Provided records:

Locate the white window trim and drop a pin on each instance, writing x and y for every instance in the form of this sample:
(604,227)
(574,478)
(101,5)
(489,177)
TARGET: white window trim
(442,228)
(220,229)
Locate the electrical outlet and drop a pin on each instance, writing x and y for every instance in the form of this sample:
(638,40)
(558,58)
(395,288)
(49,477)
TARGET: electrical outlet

What is being asked:
Reproduce the entire listing above, requests included, and shift every x and y coordinate in the answers by -109. Leave the numbers in the requests and their format samples unchanged.

Task response:
Locate the white window trim and drop a pin on each instance, writing x and y for every instance in the form of this sample:
(604,227)
(574,478)
(101,5)
(489,177)
TARGET: white window trim
(333,119)
(111,120)
Locate the electrical outlet and drop a pin on each instance, writing x and y for every instance in the form of this sample:
(638,40)
(558,58)
(395,288)
(49,477)
TARGET: electrical outlet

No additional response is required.